- [Work to complete] Reproduce word for word the lines of the data below, starting at the line containing "Where can you spot the green" and running through the last line of the data, both ends included.

- [Recorded information]
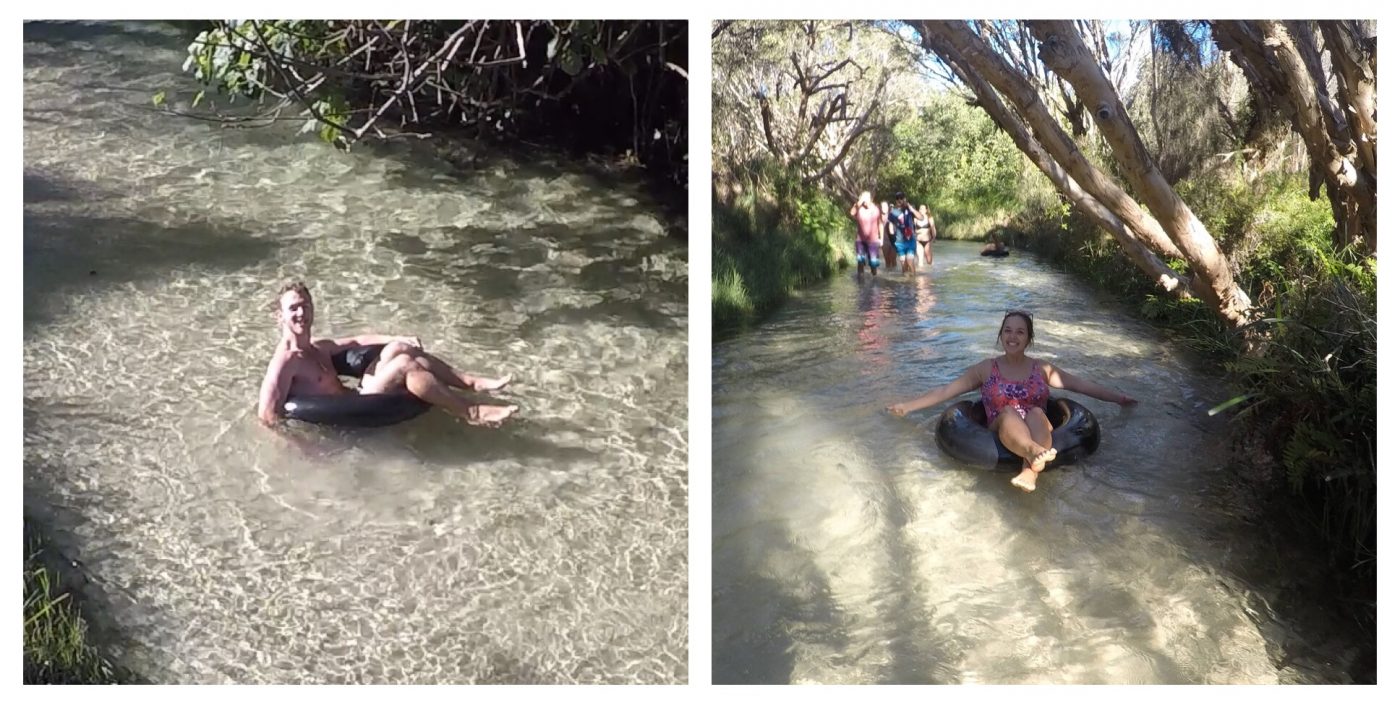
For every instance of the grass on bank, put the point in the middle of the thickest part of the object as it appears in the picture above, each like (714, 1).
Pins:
(763, 252)
(1306, 396)
(56, 648)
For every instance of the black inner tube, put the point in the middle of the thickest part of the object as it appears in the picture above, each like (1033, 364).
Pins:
(364, 410)
(962, 433)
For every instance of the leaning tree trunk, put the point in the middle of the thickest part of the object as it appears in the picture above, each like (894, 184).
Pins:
(1166, 279)
(1064, 52)
(1340, 135)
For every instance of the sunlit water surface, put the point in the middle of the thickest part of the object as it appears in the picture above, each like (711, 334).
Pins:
(549, 551)
(849, 549)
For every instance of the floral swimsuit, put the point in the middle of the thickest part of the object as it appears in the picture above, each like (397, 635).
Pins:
(1021, 395)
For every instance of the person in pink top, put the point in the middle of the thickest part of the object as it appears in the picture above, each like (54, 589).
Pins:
(867, 234)
(1015, 391)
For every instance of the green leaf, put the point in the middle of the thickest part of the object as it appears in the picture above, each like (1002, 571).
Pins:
(1229, 403)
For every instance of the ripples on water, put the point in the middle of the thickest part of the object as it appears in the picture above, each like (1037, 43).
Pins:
(549, 551)
(849, 549)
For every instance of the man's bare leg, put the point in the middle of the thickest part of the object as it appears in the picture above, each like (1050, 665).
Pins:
(426, 386)
(443, 370)
(461, 379)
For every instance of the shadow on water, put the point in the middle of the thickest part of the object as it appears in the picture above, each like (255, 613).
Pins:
(66, 253)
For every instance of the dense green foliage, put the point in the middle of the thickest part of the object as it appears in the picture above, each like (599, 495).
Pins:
(954, 158)
(56, 647)
(604, 87)
(774, 238)
(1304, 377)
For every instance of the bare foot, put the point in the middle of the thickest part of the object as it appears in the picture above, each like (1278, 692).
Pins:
(490, 416)
(1026, 480)
(483, 384)
(1038, 463)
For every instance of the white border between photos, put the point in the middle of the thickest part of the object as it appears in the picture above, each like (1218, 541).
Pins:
(702, 13)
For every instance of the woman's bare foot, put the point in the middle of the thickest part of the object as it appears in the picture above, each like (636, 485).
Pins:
(1026, 480)
(490, 416)
(483, 384)
(1039, 462)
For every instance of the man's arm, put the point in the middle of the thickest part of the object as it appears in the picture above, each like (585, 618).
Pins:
(336, 346)
(276, 385)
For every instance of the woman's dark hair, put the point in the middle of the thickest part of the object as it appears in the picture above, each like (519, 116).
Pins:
(1031, 325)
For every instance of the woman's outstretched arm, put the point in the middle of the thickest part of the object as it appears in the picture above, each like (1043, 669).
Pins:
(1063, 379)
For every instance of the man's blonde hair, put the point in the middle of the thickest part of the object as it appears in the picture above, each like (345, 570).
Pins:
(298, 287)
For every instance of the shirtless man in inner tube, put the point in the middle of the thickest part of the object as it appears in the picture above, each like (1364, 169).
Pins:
(301, 367)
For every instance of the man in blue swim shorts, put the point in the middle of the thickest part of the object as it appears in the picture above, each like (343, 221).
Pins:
(867, 234)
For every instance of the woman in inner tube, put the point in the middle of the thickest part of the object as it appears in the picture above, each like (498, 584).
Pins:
(1015, 391)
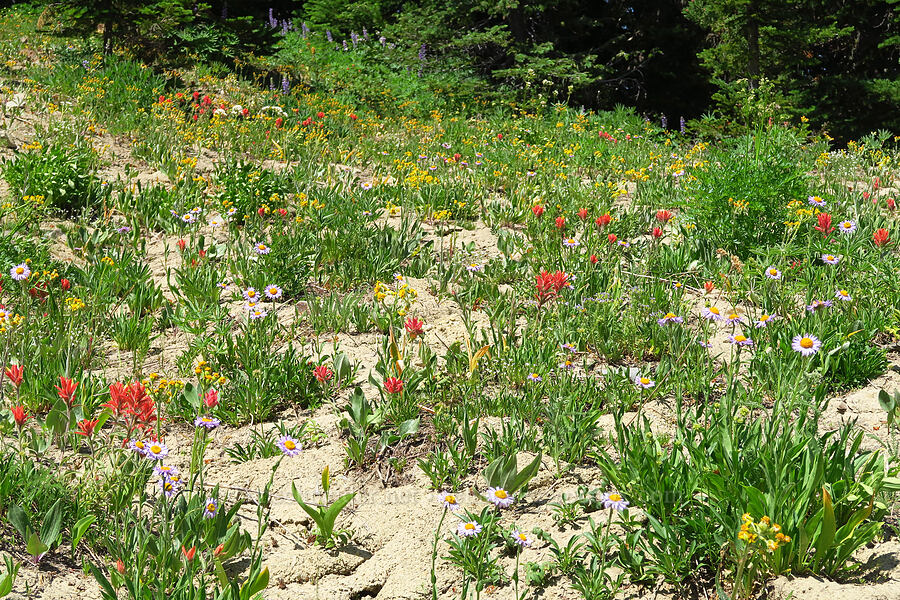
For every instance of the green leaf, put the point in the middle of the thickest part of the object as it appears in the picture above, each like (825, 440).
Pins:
(826, 536)
(331, 514)
(80, 528)
(19, 520)
(524, 476)
(52, 524)
(35, 547)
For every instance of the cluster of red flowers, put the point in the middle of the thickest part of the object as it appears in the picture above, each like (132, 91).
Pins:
(131, 405)
(548, 285)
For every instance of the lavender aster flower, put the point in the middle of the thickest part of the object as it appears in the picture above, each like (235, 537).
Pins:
(210, 508)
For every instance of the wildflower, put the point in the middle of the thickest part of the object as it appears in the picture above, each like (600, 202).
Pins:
(520, 538)
(670, 318)
(322, 373)
(764, 320)
(499, 497)
(392, 385)
(165, 470)
(86, 427)
(644, 382)
(206, 421)
(847, 227)
(740, 340)
(807, 344)
(664, 216)
(816, 201)
(818, 304)
(14, 373)
(414, 327)
(824, 224)
(19, 415)
(448, 500)
(156, 451)
(138, 446)
(288, 445)
(712, 313)
(66, 390)
(20, 272)
(614, 501)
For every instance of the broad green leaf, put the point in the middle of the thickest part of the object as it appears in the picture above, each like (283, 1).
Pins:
(334, 510)
(52, 524)
(826, 536)
(19, 520)
(35, 547)
(80, 528)
(524, 476)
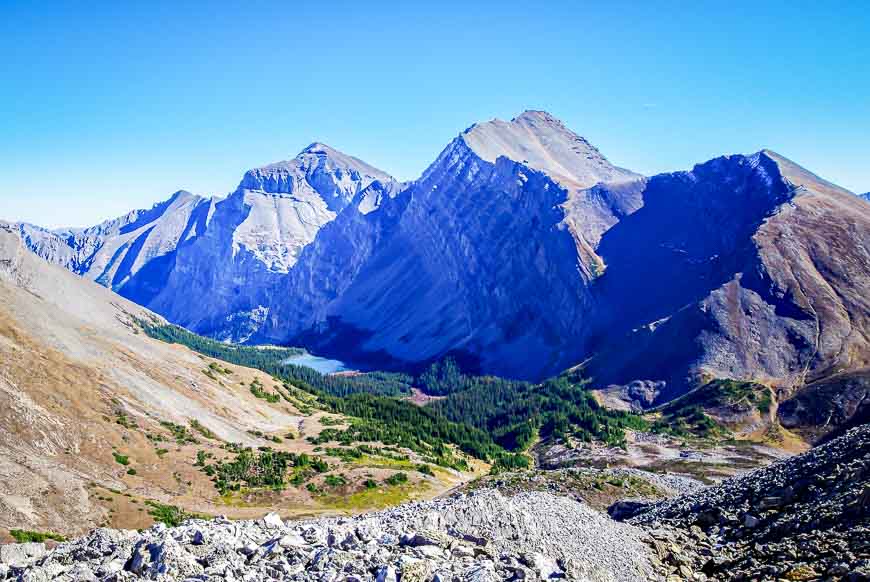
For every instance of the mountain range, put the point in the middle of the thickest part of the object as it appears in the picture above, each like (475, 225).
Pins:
(520, 251)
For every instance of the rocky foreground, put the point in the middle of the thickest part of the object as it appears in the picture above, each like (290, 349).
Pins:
(805, 518)
(478, 538)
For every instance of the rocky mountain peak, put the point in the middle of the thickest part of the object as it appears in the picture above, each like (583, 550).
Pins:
(542, 142)
(318, 169)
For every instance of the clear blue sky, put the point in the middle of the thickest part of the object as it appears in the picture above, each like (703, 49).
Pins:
(106, 107)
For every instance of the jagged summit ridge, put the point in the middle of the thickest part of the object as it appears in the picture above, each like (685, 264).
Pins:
(318, 169)
(542, 142)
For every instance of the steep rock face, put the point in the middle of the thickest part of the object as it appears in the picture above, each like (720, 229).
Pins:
(130, 254)
(750, 268)
(224, 282)
(288, 202)
(211, 265)
(457, 261)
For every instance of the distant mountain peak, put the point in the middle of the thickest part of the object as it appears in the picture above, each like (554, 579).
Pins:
(799, 176)
(320, 148)
(316, 158)
(542, 142)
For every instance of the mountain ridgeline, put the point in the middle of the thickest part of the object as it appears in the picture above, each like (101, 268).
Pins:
(520, 251)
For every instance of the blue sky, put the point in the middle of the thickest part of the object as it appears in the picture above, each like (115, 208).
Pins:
(106, 107)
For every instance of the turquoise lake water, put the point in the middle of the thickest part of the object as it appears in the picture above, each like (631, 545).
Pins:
(322, 365)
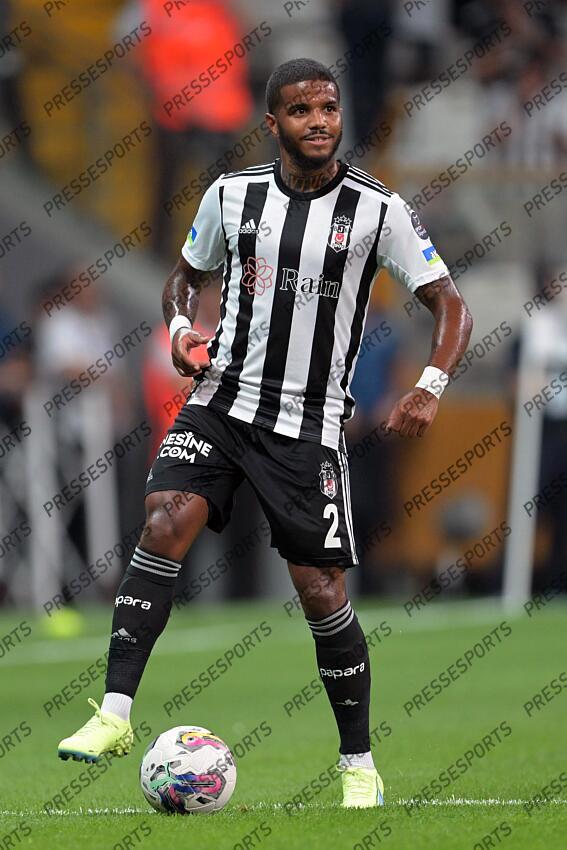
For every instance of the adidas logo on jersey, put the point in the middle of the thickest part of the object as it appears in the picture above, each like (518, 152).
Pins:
(249, 227)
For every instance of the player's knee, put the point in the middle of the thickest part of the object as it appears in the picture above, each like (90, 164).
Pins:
(330, 596)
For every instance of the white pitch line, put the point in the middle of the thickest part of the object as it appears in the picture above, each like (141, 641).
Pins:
(135, 810)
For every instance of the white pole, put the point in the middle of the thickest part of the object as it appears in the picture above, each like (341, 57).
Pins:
(40, 471)
(518, 563)
(101, 500)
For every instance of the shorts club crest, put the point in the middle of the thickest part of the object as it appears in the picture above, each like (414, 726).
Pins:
(328, 480)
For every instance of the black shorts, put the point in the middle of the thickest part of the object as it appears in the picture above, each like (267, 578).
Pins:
(302, 486)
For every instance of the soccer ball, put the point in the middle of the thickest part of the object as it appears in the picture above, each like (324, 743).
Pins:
(188, 770)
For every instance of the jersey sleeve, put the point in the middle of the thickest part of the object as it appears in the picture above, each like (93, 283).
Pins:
(204, 247)
(405, 249)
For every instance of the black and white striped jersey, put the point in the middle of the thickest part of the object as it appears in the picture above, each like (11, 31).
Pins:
(298, 272)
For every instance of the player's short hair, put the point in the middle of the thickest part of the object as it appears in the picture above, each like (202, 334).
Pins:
(295, 71)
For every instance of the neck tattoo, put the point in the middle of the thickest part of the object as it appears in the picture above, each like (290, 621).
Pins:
(309, 182)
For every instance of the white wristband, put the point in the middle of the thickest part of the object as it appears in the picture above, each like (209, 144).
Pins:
(433, 380)
(179, 322)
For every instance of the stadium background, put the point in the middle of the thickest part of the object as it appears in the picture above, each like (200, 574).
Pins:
(458, 106)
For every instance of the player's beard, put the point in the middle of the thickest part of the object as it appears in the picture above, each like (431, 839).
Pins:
(306, 163)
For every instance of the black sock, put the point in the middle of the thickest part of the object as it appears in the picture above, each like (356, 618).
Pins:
(344, 667)
(142, 608)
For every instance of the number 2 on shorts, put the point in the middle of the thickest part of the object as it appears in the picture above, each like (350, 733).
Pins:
(331, 540)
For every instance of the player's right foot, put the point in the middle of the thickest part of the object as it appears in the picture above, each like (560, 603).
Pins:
(103, 733)
(362, 788)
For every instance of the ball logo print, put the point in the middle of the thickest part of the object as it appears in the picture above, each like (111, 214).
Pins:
(328, 480)
(257, 275)
(339, 235)
(181, 772)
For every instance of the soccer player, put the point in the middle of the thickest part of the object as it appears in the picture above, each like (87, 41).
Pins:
(300, 241)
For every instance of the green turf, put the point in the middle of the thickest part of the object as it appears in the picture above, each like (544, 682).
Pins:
(300, 747)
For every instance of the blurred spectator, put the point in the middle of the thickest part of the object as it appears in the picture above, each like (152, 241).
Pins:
(363, 23)
(69, 341)
(211, 105)
(544, 334)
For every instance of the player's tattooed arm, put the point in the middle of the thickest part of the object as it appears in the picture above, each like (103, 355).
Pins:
(415, 411)
(453, 322)
(181, 298)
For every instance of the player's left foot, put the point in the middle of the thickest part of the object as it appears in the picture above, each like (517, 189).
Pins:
(103, 733)
(362, 788)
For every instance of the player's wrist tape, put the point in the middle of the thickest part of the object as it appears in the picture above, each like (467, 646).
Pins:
(433, 380)
(179, 322)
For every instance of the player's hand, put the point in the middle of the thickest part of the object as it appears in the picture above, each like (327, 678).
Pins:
(183, 342)
(413, 413)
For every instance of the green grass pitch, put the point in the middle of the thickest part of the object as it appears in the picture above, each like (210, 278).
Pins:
(289, 757)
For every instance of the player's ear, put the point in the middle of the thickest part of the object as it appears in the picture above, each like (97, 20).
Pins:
(272, 124)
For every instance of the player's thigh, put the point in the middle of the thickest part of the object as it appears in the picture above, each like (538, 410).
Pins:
(173, 521)
(189, 464)
(304, 490)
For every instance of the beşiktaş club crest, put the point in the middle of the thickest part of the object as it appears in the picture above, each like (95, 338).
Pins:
(328, 480)
(339, 235)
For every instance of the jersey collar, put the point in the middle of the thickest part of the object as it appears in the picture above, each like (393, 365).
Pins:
(309, 196)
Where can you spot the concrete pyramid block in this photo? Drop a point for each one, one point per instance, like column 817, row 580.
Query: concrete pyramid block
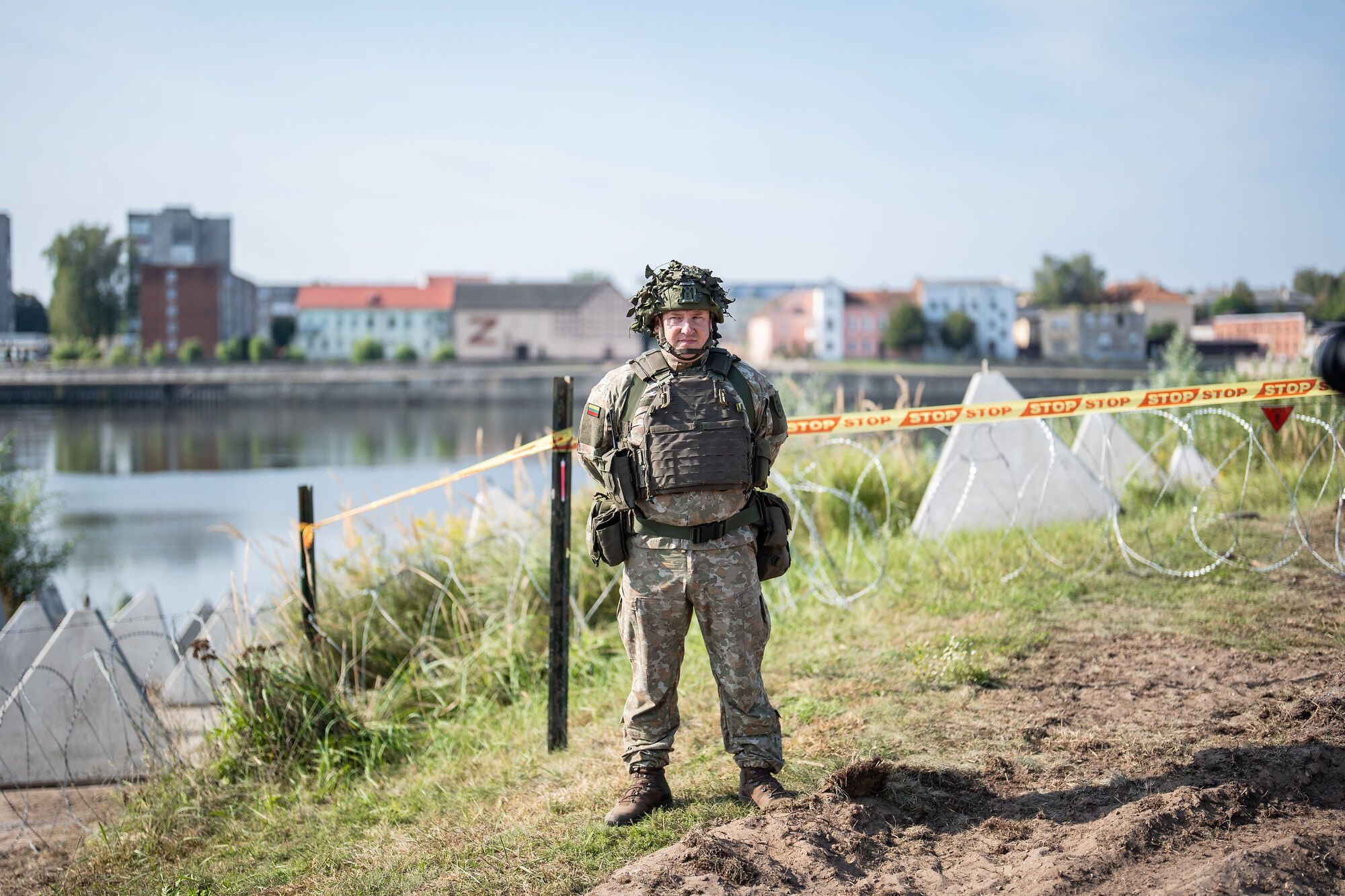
column 200, row 671
column 189, row 627
column 21, row 642
column 143, row 635
column 52, row 603
column 494, row 510
column 997, row 475
column 1110, row 454
column 79, row 715
column 1188, row 467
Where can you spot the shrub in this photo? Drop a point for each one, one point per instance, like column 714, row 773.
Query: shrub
column 367, row 350
column 259, row 350
column 67, row 352
column 192, row 352
column 122, row 356
column 26, row 559
column 958, row 331
column 232, row 350
column 297, row 715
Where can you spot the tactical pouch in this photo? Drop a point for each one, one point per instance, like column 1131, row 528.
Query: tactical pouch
column 607, row 532
column 773, row 536
column 621, row 474
column 761, row 463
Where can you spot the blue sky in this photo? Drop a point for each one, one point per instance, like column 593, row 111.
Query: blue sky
column 1196, row 142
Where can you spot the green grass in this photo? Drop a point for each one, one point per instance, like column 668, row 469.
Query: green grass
column 415, row 759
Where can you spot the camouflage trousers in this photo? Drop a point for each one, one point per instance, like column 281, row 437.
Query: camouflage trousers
column 660, row 591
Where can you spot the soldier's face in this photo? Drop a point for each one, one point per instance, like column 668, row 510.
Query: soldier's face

- [Problem solution]
Where can you spot the green grass in this photo? Drop a point for each one, one point per instance, like column 668, row 469.
Query: green grass
column 415, row 759
Where can you spot the camouflage trousers in this photo? Drop a point for each one, one point per instance, like column 281, row 437.
Query: camouflage trousers
column 660, row 591
Where can you spot the soldier's face in this photo? Drop a point for each one, one point per instance, like column 668, row 510.
Query: soldier's face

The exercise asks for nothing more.